A few records:
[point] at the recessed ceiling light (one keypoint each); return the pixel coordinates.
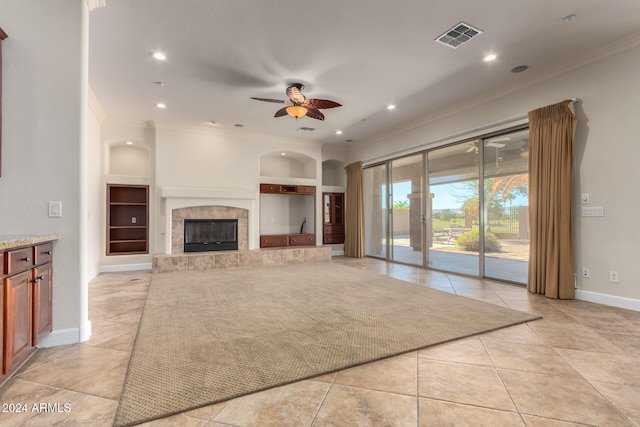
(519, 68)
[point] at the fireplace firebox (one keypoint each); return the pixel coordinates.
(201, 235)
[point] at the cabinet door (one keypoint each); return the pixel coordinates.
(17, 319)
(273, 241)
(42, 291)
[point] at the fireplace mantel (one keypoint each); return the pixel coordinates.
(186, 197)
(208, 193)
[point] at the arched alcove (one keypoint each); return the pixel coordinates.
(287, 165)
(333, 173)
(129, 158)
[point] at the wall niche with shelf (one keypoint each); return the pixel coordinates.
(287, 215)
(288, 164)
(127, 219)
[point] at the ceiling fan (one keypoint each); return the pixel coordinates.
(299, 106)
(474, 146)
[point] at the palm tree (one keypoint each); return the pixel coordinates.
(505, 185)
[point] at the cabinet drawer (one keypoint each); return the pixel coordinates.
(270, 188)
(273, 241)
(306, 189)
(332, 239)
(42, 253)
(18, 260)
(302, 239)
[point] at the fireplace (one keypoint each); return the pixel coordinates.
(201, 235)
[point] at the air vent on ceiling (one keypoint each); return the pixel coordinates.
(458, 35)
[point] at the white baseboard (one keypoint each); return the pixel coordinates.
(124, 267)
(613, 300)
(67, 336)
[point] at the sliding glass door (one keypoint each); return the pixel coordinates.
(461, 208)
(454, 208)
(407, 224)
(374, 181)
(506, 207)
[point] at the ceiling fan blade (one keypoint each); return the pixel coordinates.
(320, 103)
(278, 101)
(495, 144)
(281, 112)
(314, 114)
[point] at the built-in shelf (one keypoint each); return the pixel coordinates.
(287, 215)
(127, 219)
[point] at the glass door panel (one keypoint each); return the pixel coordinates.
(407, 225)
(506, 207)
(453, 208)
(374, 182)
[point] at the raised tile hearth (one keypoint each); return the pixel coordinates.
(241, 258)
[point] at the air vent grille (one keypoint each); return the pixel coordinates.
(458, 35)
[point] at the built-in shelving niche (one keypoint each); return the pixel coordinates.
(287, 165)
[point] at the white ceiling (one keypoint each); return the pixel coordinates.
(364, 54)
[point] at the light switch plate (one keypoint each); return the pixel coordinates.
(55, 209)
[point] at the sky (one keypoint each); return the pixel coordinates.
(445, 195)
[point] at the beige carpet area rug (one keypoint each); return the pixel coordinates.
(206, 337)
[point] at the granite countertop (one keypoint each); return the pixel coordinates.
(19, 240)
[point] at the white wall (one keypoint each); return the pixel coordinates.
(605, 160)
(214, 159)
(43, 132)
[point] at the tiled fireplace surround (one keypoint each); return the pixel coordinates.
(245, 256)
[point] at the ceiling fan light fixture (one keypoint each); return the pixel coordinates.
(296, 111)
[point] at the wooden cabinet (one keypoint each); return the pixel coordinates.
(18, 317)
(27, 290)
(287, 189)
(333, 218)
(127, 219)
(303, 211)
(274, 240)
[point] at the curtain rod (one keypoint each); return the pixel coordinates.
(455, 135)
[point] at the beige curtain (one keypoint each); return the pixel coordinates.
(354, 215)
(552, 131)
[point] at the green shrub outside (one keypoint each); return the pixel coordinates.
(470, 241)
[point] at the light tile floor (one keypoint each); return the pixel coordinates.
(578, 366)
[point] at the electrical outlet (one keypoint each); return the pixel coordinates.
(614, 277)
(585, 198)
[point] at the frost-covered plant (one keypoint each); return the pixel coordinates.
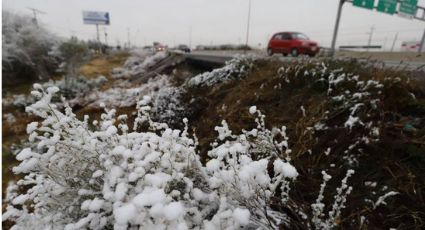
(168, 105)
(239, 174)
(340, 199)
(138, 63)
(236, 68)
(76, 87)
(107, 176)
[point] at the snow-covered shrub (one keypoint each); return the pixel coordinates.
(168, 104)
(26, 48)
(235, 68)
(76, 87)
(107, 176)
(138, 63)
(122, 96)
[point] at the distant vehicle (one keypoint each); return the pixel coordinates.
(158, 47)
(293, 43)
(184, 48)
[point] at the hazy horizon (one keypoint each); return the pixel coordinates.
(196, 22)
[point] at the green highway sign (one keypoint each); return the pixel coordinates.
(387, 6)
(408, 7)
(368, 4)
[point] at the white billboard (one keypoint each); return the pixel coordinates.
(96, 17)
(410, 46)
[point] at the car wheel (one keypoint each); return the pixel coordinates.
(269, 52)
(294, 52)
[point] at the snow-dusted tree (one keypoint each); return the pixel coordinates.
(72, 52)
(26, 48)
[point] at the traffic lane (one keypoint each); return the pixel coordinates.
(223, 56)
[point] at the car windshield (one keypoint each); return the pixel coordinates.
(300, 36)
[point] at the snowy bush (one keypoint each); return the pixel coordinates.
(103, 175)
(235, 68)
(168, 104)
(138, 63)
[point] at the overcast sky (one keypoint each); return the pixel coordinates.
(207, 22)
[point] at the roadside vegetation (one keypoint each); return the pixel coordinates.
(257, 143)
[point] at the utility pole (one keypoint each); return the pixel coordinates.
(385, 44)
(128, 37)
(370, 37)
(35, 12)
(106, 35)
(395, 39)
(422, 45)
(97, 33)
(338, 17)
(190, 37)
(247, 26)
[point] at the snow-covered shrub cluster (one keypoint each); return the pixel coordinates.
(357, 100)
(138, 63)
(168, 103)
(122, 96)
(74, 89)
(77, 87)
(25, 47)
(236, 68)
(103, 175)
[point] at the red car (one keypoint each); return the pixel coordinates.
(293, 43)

==

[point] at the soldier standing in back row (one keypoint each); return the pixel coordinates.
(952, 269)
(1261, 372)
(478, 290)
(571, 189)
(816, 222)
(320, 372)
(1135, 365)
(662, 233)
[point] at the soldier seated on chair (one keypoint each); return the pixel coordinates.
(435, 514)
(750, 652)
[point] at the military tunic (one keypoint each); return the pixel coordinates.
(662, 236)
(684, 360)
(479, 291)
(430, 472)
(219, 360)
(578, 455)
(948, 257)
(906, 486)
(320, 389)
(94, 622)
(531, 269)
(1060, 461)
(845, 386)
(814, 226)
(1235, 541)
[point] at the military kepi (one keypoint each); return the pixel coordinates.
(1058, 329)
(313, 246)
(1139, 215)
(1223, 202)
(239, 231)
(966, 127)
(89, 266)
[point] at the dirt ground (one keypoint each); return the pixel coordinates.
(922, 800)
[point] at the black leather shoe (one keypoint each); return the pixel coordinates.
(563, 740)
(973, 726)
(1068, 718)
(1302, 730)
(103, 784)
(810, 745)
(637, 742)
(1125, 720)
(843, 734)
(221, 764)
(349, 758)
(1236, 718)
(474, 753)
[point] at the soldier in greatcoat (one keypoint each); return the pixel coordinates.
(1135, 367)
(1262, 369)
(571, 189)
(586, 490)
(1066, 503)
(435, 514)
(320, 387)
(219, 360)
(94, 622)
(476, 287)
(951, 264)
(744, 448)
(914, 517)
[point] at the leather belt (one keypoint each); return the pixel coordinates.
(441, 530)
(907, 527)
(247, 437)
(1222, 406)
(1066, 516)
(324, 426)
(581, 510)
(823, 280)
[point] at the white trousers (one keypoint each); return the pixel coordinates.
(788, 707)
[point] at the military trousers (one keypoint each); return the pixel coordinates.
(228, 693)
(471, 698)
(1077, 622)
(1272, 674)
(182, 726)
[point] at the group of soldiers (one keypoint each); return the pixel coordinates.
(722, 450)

▶ _WHAT THE EXERCISE ASKS_:
List each line in the items above that contains the word "beige".

▶ _REPLY TO THE EXERCISE_:
[point] at the beige carpet area rug (one keypoint each); return the pixel coordinates.
[point] at the beige curtain (one keypoint each); return the pixel coordinates.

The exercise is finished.